EXERCISE DIRECTIONS =>
Check each line of the listing below for the word "dancer" and say how many lines have it. Nothing else should be written.

DATA TO USE =>
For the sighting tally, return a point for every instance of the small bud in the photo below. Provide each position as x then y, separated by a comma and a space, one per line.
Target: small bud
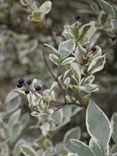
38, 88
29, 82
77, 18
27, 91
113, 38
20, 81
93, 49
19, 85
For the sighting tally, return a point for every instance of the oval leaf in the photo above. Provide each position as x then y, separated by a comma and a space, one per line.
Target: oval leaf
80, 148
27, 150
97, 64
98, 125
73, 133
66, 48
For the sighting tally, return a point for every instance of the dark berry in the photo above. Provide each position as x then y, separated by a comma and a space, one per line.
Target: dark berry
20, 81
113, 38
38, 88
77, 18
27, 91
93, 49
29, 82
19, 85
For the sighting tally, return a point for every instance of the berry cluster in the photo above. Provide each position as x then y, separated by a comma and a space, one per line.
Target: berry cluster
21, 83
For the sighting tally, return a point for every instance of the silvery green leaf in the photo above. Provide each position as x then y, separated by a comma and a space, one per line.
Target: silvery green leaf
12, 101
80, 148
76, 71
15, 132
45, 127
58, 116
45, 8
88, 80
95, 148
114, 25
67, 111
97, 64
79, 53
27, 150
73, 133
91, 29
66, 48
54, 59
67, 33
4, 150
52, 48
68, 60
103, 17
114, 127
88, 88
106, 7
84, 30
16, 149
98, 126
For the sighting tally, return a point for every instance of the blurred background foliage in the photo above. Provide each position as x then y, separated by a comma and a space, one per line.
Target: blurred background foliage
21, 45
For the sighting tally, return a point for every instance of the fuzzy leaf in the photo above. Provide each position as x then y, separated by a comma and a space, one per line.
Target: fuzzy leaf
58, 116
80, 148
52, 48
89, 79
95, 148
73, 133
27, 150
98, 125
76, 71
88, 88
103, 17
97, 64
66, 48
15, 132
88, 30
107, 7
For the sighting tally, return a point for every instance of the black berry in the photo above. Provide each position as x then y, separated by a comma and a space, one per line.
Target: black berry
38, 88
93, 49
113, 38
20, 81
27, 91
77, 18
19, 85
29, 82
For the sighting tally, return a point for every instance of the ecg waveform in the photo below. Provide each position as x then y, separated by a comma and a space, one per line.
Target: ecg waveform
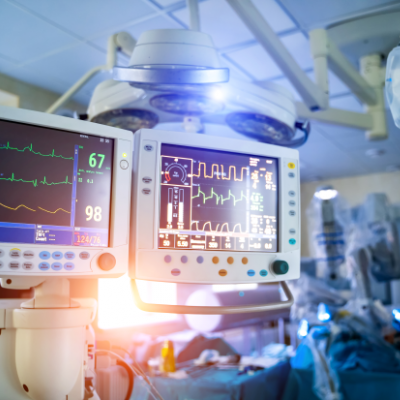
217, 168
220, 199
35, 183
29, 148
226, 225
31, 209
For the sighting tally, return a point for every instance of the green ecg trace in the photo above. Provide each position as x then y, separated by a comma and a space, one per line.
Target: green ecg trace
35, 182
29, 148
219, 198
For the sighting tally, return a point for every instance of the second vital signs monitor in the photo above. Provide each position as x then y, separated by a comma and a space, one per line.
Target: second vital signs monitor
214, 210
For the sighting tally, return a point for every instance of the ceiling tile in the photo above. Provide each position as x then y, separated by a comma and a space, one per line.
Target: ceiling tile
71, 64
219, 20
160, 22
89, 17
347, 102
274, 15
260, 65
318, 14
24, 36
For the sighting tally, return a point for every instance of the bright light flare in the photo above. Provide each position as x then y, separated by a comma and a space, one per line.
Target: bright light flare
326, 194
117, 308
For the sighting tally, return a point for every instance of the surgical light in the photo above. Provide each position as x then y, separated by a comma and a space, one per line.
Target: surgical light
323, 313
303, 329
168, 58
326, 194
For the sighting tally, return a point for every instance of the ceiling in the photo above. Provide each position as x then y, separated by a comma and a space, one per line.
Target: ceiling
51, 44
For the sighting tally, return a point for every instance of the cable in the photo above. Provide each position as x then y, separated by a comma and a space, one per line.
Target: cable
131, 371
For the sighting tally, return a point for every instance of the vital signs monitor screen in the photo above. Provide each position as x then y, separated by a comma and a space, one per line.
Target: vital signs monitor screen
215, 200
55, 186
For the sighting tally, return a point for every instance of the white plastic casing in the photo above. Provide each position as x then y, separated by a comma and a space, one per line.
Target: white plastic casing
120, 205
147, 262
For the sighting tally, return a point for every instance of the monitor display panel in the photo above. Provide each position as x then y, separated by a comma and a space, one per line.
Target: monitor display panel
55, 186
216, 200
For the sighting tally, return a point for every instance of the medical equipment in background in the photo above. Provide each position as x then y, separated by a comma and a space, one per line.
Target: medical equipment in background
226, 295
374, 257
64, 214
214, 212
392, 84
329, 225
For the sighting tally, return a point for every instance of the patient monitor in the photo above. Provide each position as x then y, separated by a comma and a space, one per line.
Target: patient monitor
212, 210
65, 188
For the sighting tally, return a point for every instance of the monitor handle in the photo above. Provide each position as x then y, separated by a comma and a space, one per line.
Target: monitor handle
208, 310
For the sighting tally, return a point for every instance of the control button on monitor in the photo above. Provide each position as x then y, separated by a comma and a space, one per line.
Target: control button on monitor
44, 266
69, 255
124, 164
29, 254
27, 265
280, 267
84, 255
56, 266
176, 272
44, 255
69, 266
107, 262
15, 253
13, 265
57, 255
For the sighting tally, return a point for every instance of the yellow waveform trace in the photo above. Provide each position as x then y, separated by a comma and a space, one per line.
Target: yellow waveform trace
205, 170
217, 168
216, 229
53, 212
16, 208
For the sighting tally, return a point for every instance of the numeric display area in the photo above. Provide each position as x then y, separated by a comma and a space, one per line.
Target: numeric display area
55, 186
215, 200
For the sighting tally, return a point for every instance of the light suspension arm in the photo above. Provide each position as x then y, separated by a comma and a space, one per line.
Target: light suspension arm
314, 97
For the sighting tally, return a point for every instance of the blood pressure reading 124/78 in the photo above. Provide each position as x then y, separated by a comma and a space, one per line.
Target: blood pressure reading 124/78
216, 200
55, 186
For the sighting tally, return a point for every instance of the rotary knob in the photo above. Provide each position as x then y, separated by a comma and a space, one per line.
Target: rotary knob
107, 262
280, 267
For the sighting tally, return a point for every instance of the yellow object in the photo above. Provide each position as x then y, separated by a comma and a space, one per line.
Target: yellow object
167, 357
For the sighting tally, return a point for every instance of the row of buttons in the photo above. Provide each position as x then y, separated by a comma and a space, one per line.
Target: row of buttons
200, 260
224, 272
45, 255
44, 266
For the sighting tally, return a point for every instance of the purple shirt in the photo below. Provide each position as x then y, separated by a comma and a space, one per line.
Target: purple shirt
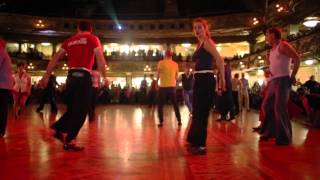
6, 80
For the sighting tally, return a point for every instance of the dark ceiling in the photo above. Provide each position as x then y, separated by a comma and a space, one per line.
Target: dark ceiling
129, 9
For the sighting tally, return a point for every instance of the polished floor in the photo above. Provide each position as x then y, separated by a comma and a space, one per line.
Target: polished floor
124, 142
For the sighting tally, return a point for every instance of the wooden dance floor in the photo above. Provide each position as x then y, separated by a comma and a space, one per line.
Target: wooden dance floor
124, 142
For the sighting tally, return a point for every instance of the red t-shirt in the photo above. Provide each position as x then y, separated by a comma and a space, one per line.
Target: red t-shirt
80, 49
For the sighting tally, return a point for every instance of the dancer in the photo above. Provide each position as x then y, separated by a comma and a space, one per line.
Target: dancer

OUTPUT BELOW =>
2